= Activity =
In the data below, find every line with the word "bracketed" and copy it.

********

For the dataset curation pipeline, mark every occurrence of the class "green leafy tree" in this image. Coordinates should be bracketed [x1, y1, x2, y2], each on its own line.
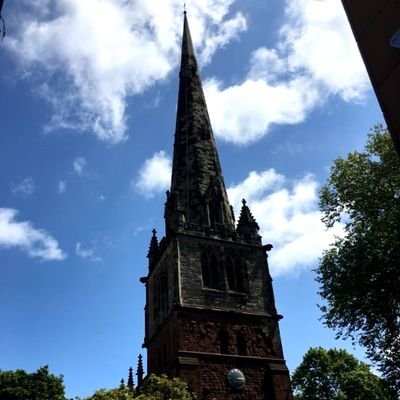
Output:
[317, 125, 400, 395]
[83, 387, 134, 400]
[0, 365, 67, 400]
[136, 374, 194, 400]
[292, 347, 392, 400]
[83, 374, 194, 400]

********

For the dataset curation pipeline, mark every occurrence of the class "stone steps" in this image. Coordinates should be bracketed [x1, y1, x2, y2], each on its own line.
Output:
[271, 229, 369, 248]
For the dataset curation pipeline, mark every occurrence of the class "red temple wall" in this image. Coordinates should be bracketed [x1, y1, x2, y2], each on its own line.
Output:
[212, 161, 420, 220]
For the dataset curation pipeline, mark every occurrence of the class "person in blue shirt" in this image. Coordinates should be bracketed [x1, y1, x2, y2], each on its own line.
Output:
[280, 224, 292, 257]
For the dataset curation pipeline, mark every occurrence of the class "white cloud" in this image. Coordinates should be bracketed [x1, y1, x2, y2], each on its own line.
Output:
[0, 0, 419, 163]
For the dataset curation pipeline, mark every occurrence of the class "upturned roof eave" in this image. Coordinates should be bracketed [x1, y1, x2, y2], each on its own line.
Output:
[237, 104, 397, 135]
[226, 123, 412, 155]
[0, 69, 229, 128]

********

= Answer to this task =
For the dataset curation pipeline, mark every occurrence of the class "green leafy tree" in this image. Coordinates should be bracketed [x1, y1, x2, y2], each on its own line.
For the dataset curation pipeline, mark every occurrence of the class "stone steps" in this image. Coordinates should be bracketed [x1, y1, x2, y2], each on its own line.
For the dataset curation pipeline, mark every occurrence of the class "red temple wall" in this image. Coordinates should be bracketed [x1, y1, x2, y2], each on its own line.
For the dataset curation pipeline, mark every occurrence of the class "person in blue shirt" in this image. Coordinates should be bracketed [x1, y1, x2, y2], each on its own line.
For the dataset curation pipeline, mark every occurrence of the class "white cloud" in this image. Coordinates should be bracketed [x1, y1, x2, y2], each on its own line.
For the dataset curation pipeline, mark every occurrence of the class "upturned roof eave" in this image. Coordinates should be bracketed [x1, y1, x2, y2], each on its own line.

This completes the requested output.